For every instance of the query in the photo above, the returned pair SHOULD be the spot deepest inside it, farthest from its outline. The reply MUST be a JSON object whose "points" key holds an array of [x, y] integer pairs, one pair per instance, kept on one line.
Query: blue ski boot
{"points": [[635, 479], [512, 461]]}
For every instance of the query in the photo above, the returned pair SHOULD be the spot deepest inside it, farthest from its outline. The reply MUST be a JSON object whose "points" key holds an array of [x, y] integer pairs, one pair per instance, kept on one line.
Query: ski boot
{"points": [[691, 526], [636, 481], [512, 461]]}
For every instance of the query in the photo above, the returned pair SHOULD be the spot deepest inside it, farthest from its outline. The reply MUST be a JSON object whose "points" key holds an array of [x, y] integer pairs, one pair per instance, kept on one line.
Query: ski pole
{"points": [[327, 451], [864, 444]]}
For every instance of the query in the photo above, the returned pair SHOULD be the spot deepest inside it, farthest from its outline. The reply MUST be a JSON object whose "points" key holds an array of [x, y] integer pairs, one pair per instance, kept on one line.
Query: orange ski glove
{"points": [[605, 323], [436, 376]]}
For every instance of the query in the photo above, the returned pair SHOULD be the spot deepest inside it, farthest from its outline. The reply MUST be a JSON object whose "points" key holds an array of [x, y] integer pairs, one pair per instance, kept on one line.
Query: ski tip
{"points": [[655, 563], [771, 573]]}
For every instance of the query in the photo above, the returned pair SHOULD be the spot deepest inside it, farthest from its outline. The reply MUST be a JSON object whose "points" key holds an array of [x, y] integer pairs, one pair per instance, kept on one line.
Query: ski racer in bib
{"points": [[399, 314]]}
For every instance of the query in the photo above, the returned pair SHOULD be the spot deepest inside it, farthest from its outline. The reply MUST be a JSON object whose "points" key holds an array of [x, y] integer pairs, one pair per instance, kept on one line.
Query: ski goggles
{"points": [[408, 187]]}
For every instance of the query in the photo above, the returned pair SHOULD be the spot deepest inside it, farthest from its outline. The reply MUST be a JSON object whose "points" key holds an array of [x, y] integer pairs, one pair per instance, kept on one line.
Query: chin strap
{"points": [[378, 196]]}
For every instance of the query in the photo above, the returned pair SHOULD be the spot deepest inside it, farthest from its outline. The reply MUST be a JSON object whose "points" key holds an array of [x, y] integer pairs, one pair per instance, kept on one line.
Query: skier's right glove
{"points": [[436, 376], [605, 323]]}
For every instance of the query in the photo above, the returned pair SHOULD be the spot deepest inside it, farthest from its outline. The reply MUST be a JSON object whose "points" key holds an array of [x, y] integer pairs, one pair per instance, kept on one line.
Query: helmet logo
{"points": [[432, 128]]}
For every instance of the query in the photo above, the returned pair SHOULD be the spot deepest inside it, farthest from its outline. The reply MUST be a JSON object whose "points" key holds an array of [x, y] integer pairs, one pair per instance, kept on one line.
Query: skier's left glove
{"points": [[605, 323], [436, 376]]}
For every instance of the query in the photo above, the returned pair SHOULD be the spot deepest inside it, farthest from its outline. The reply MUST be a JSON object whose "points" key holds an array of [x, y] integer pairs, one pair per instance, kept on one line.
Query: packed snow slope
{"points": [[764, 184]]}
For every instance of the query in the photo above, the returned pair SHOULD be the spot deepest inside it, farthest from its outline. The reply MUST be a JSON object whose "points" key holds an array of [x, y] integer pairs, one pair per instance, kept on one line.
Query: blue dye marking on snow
※
== SHORT EXERCISE ==
From the records above, extract every entry verbatim.

== SOLUTION ==
For every instance of the query in the photo above, the returned pair SHOULD be the spot deepest inside it, farthest from its outline. The reply MUST be a JSON object whose "points" key holds an array of [x, y] integer pairs, one pair per instance, kept on one line.
Query: blue ski boot
{"points": [[635, 479], [512, 461]]}
For every instance of the query in the photo above, the returned pair SHOULD be the spot deepest inside it, farthest from its outline. The reply MUST be a JSON object whose "points" key holds an array of [x, y] integer pairs, one pair per instance, kept on one line.
Query: ski boot
{"points": [[691, 526], [636, 481], [512, 461]]}
For every instance of the query in the photo above, the returned pair SHOULD be the spot deepest inside it, farthest from its outline. The reply MUST be a JSON object whose "points" key holds an array of [x, y] integer pairs, one pair per instance, kept on one line.
Query: ski pole
{"points": [[327, 451], [864, 444]]}
For every instance of the query in the photo above, the returned pair SHOULD be the spot deepest inside it, farthest from its outline. The reply MUST be a JSON object whose "points" key holds an array of [x, y] integer pairs, one pair per instance, kept on one line.
Query: orange ski glove
{"points": [[605, 323], [436, 376]]}
For every instance of the query in the photo above, the returned pair SHOULD be the spot deepest inside it, farthest from its outline. The reply MUST be a JSON object whose "points" key holds an array of [x, y] integer pairs, one pair per instance, kept on one line.
Query: ski tip
{"points": [[655, 563], [771, 573]]}
For every instance of the query in the photo above, the returned pair SHOULD be the spot deepest inside it, farthest from its outline. The reply MUST be a JSON object whose "points" key holds an array of [x, y] integer pairs, one pair per instance, kept on one line.
Query: ski racer in bib
{"points": [[399, 314]]}
For every instance of the query in the photo above, the returned pair SHOULD be the spot deepest inside it, farthest from its outline. The reply MUST be a JSON object whose "points" key holds an array of [x, y] integer pairs, one pair per instance, kept on one line.
Query: ski goggles
{"points": [[408, 187]]}
For every instance of the query in the photo above, the returned pair SHOULD be the spot deepest inside it, farthest from its outline. The reply MUST be a JSON object whose "points" key holds an array of [x, y] integer pairs, one pair per instance, kept on one line.
Query: chin strap
{"points": [[378, 196]]}
For every instance of the query in the photo above, the returned pair SHOULD be the spot deepest inside it, farthest from its outline. The reply MUST be a JSON object whose "points" key holds an array of [x, y] integer pairs, one pair per instance, kept on one line.
Query: skier's right glove
{"points": [[436, 376], [605, 323]]}
For every instance of the query in the photo above, the returned pair SHOULD be the spot deepest inside it, farthest from its outline. The reply MUST be a JSON object whose "points" key holds an array of [x, y] integer pairs, one pair per instance, kept on one line.
Query: helmet logo
{"points": [[432, 128]]}
For every instance of the query in the photo above, the returned pair SHOULD be the spot deepest inside it, farthest from its outline. The reply MUST be a JSON object whose "points" key holds an array of [x, y] integer pairs, one pair per instance, kept on one line.
Query: skier's left glove
{"points": [[605, 323], [436, 376]]}
For every instance of the query in the photo above, the returned pair SHOULD be the spot deepest inside it, farthest from its outline. The reply MUST be a JSON object whose "points" key holds an array of [x, y] integer pairs, one pair per instance, kept on one line.
Query: packed snow slope
{"points": [[764, 184]]}
For every instance of the query in the photo above, the returned pair SHOULD be the spot deepest inside it, farthest from its outline. The reply MUST be a JSON object whose "points" key holds an array of [x, y] integer pairs, one pair per instance, kept on one line.
Query: blue dye marking on snow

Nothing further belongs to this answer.